Point localization data
= Beginning of Section =

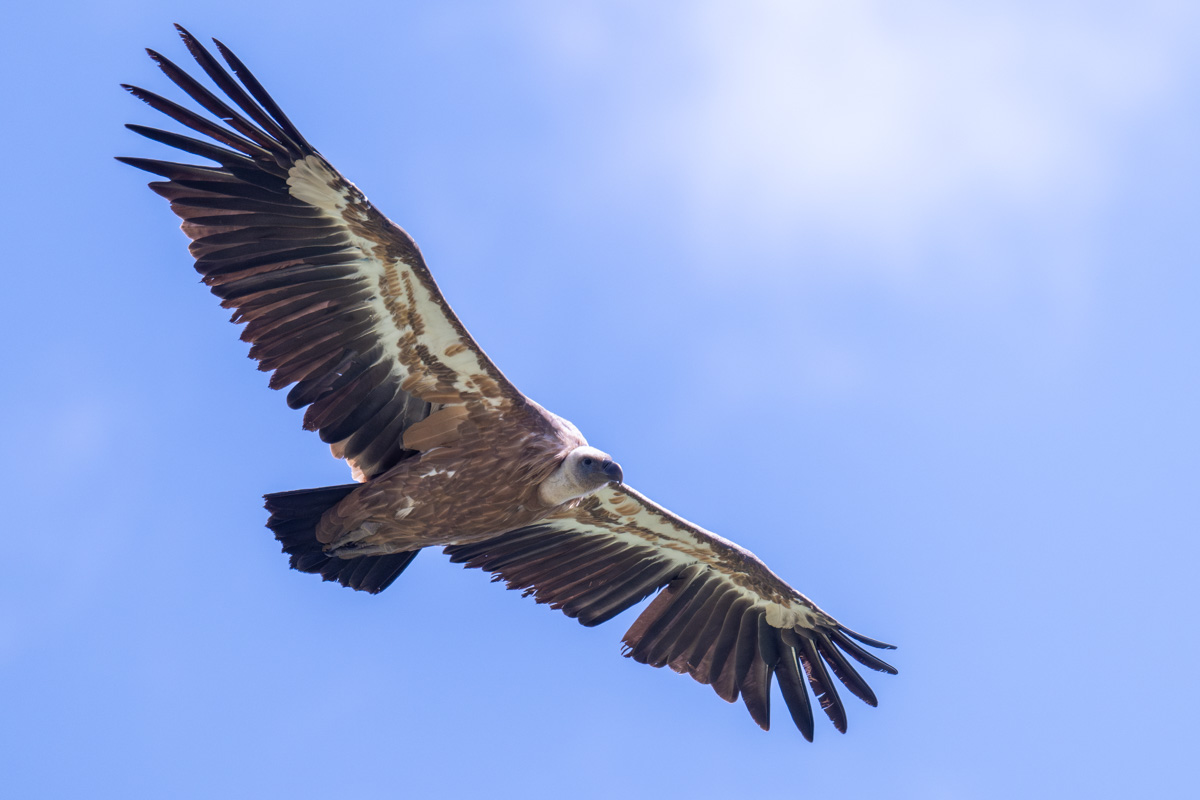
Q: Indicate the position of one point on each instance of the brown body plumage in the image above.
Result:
(339, 304)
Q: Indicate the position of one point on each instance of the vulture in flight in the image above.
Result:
(339, 305)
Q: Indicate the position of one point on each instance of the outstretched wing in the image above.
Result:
(723, 617)
(335, 296)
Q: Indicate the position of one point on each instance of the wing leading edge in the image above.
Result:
(723, 617)
(336, 299)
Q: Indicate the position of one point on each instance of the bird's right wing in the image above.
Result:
(335, 296)
(723, 615)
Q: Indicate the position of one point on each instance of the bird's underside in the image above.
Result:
(337, 304)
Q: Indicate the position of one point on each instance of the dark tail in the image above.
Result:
(294, 517)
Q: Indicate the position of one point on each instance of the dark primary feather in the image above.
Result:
(700, 623)
(279, 263)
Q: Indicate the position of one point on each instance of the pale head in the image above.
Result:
(585, 470)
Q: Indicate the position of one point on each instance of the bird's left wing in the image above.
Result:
(335, 296)
(723, 615)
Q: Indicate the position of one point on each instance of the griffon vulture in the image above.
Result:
(337, 304)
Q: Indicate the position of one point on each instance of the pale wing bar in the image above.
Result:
(714, 619)
(355, 323)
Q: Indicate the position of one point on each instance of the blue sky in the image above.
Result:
(904, 300)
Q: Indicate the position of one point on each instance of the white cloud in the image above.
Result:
(892, 131)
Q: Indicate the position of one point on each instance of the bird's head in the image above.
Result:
(585, 470)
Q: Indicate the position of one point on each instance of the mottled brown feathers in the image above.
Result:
(336, 296)
(339, 305)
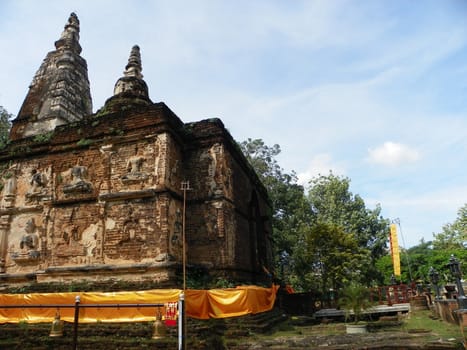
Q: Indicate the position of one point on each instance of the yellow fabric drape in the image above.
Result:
(202, 304)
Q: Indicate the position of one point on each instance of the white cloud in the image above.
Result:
(320, 164)
(393, 154)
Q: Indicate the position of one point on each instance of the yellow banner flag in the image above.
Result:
(396, 261)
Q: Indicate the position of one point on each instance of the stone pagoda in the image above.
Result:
(99, 196)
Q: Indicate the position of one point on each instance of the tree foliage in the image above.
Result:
(454, 235)
(291, 212)
(328, 258)
(333, 202)
(325, 238)
(5, 125)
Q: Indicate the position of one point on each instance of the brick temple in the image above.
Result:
(100, 196)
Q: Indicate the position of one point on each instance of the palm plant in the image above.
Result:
(355, 299)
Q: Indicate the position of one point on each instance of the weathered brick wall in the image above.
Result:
(107, 192)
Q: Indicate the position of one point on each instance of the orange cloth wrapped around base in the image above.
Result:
(202, 304)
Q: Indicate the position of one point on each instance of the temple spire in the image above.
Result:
(59, 92)
(69, 40)
(134, 67)
(132, 83)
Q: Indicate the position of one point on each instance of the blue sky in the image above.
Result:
(372, 90)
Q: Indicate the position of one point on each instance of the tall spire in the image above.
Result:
(59, 92)
(134, 67)
(69, 39)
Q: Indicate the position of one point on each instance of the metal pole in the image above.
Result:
(75, 328)
(185, 187)
(181, 322)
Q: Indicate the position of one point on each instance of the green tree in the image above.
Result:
(328, 258)
(333, 202)
(5, 125)
(291, 210)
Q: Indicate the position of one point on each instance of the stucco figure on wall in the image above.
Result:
(37, 185)
(29, 244)
(78, 183)
(135, 169)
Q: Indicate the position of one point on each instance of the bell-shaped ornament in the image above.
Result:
(57, 326)
(160, 329)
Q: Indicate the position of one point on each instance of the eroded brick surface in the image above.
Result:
(101, 196)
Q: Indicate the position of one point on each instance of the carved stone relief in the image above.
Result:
(79, 183)
(29, 245)
(134, 169)
(38, 186)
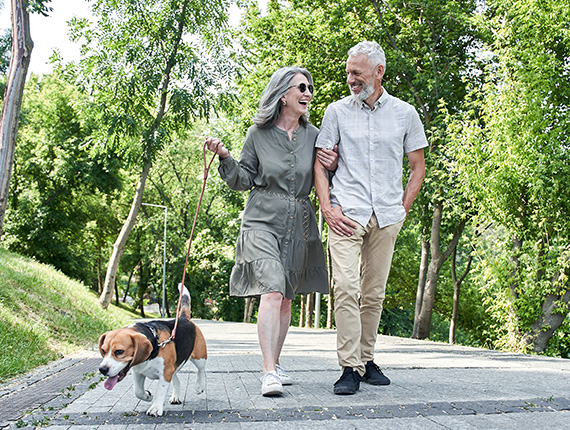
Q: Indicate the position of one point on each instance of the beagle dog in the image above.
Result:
(145, 348)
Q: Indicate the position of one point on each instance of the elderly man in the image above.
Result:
(366, 205)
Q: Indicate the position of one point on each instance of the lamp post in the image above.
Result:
(163, 308)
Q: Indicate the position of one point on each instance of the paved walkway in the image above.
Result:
(434, 386)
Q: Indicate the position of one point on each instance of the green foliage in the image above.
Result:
(513, 158)
(151, 67)
(45, 315)
(176, 182)
(62, 190)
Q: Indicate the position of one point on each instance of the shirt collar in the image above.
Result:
(378, 103)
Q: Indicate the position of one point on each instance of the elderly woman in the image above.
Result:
(278, 252)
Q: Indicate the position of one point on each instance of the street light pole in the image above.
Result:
(163, 308)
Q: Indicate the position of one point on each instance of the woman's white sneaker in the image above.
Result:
(283, 375)
(271, 384)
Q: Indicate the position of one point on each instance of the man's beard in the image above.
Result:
(366, 92)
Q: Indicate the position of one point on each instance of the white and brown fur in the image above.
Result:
(137, 347)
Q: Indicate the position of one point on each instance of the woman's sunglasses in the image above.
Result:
(303, 87)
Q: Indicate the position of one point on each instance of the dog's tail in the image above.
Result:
(185, 302)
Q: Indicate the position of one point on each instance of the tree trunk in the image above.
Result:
(121, 241)
(248, 309)
(309, 310)
(424, 263)
(22, 46)
(330, 303)
(512, 317)
(456, 289)
(555, 309)
(423, 322)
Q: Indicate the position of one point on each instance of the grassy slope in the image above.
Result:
(44, 315)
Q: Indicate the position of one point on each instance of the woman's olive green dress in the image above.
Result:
(278, 247)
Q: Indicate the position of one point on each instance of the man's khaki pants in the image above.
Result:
(360, 264)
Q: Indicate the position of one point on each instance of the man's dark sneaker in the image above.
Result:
(348, 383)
(374, 375)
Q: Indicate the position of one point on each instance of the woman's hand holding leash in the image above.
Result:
(217, 147)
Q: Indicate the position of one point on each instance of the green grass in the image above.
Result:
(45, 316)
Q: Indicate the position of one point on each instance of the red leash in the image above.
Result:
(206, 170)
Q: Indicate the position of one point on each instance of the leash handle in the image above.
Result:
(206, 170)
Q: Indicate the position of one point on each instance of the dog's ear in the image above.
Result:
(143, 348)
(101, 340)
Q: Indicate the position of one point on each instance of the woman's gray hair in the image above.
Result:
(372, 50)
(269, 107)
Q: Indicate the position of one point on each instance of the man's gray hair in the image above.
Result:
(269, 107)
(372, 50)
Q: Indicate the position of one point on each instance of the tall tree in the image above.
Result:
(61, 193)
(22, 46)
(514, 158)
(144, 68)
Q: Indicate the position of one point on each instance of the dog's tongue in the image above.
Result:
(111, 382)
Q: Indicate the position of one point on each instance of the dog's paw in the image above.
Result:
(174, 400)
(200, 383)
(145, 396)
(155, 411)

= End of Section =

Copy out all the data exactly. No images belong in the copy.

Q: Indicate the position of one point on each instance of the brown body plumage in the image above.
Result:
(339, 304)
Q: Indicate the position of one point on each instance of the vulture in flight in the image above.
Result:
(339, 305)
Q: Indicate the position of one point on each instance of the outstretched wing in the image above.
Result:
(723, 617)
(335, 296)
Q: Indicate the position of one point on each instance of the wing leading edge in the image above.
Result:
(723, 617)
(336, 299)
Q: Indicate the position of one point on each instance of the bird's right wing in the image above.
Result:
(335, 296)
(723, 615)
Q: Indicate the position of one point on each instance of the bird's underside in the image above.
Result:
(337, 304)
Q: Indicate the position of one point on each instance of the dark tail in the image above.
Result:
(294, 517)
Q: Indicate the position of one point on each instance of the dark primary feather in the image above.
Result:
(700, 623)
(279, 263)
Q: Indicate the position of one point on each instance of the pale head in the image above.
Result:
(585, 470)
Q: Indicate the position of one point on each instance of the bird's left wing in the image above.
Result:
(335, 296)
(723, 615)
Q: Indicate the position of one point on each instance of the griffon vulture in the image above.
Result:
(337, 304)
Q: Indicate the position of one point on each instance of the pale wing bar in the image above.
Result:
(714, 619)
(355, 323)
Q: Indicate the position of one point on each instance of the blue sky in the image above.
Result:
(904, 300)
Q: Indicate the position of one point on each instance of the white cloud in the image above.
Result:
(892, 131)
Q: Indicate the position of one point on each instance of the bird's head in the image above.
Result:
(585, 470)
Q: Indicate the position of one point on each instance of the mottled brown feathers in the image above.
Result:
(336, 296)
(339, 305)
Q: Indicate the position of one point on each instance of the yellow fabric drape in the image above.
Result:
(202, 304)
Q: Indicate the position of one point on each instance of the white cloud in the image above.
Result:
(320, 164)
(393, 154)
Q: Indicate the position of one point on each instance of the yellow banner flag in the image above.
Result:
(396, 261)
Q: Indicate the position of one point on each instance of the stone pagoda in the image above.
Result:
(99, 196)
Q: Indicate the position of one point on each instance of the tree foliage in the image above.
Result:
(454, 235)
(291, 212)
(328, 258)
(333, 202)
(325, 238)
(5, 125)
Q: Indicate the position of one point on each instance of the brick temple in the image above.
Result:
(100, 196)
Q: Indicate the position of one point on each instance of the palm plant in the image above.
Result:
(355, 299)
Q: Indicate the position of one point on each instance of the weathered brick wall in the image above.
Result:
(107, 192)
Q: Indicate the position of one point on each instance of the orange cloth wrapped around base in the image above.
Result:
(202, 304)
Q: Indicate the position of one point on each instance of the temple spire in the image above.
Result:
(59, 92)
(69, 40)
(134, 67)
(132, 83)
Q: Indicate the position of one point on each instance of the blue sky in the image above.
Result:
(372, 90)
Q: Indicate the position of one point on each instance of the tall spire in the image above.
Result:
(59, 92)
(134, 67)
(69, 39)
Q: Indicate the position of one point on each instance of the metal pole in the image above.
Result:
(75, 328)
(185, 187)
(181, 322)
Q: Indicate the position of one point on each instance of the green tree in the image above.
Result:
(328, 258)
(333, 202)
(5, 125)
(291, 210)
Q: Indicate the position of one point on each instance of the stucco figure on wall in the image above.
Result:
(37, 185)
(29, 244)
(78, 183)
(135, 169)
Q: Indicate the position of one point on each instance of the bell-shaped ornament in the image above.
Result:
(57, 326)
(160, 329)
Q: Indicate the position of one point on each instance of the eroded brick surface in the image above.
Result:
(101, 196)
Q: Indicate the position of one point on each instance of the carved stone relief in the image above.
Result:
(79, 183)
(29, 245)
(134, 169)
(38, 186)
Q: Indicate the position of one point on each instance of the beagle dog in the image above.
Result:
(145, 348)
Q: Indicate the position of one point on each instance of the elderly man in the image above.
Result:
(366, 205)
Q: Indicate the position of one point on each instance of the lamp post in the image above.
Result:
(163, 308)
Q: Indicate the position of one point on each instance of the paved walkway in the image above.
Result:
(434, 386)
Q: Indicate the position of one point on each instance of the green foliage in the image above.
Result:
(513, 158)
(151, 67)
(45, 315)
(176, 182)
(62, 190)
Q: Indicate the position of one point on each instance of the shirt collar in the image above.
Result:
(378, 103)
Q: Indicate the position of one point on each instance of the elderly woman in the image above.
Result:
(278, 252)
Q: Indicate the position of one point on each instance of the street light pole in the image above.
Result:
(163, 308)
Q: Indicate the position of one point on each instance of the woman's white sneaker in the image above.
Result:
(283, 375)
(271, 384)
Q: Indicate the position of one point on each instance of the man's beard in the image above.
Result:
(366, 92)
Q: Indicate the position of one point on each instance of the white and brown fur in the image above.
Result:
(137, 347)
Q: Indicate the position of one point on each instance of the woman's sunglasses in the image above.
Result:
(303, 87)
Q: Indicate the position of one point on each instance of the dog's tail in the image above.
Result:
(185, 302)
Q: Indicate the position of one point on each instance of the tree trunk in the image above.
Result:
(121, 241)
(248, 309)
(309, 310)
(424, 263)
(22, 46)
(330, 303)
(512, 317)
(456, 289)
(555, 309)
(423, 322)
Q: Indicate the position of one point on each instance of the grassy slope in the image above.
Result:
(44, 315)
Q: Indicate the position of one point on each instance of the woman's olive green dress in the image above.
Result:
(278, 247)
Q: Indicate the position of one point on each instance of the man's khaki pants in the image above.
Result:
(360, 264)
Q: Indicate the position of one point on each instance of the man's dark sneaker in the image above.
Result:
(348, 383)
(374, 375)
Q: Indicate the position of one point on each instance of the woman's hand holding leash in the image above.
Result:
(217, 147)
Q: Indicate the position of one point on each instance of the green grass in the image above.
Result:
(45, 316)
Q: Indicate the position of one point on each instance of the red leash in the image above.
Result:
(206, 170)
Q: Indicate the position of one point on each instance of the leash handle in the image above.
Result:
(206, 170)
Q: Indicate the position of one point on each instance of the dog's ear in the image above.
Result:
(143, 348)
(101, 340)
Q: Indicate the position of one point on each instance of the woman's gray hair in the image above.
Result:
(372, 50)
(269, 107)
Q: Indicate the position of one point on each instance of the man's gray hair in the image above.
Result:
(269, 107)
(372, 50)
Q: Indicate the position of one point on each instance of the tall tree in the image above.
Result:
(61, 193)
(22, 46)
(514, 158)
(144, 68)
Q: Indicate the position of one point on each instance of the dog's tongue in the image above.
Result:
(111, 382)
Q: Indicate the position of one point on each instance of the dog's paw in the image above.
Result:
(174, 400)
(200, 383)
(145, 396)
(155, 411)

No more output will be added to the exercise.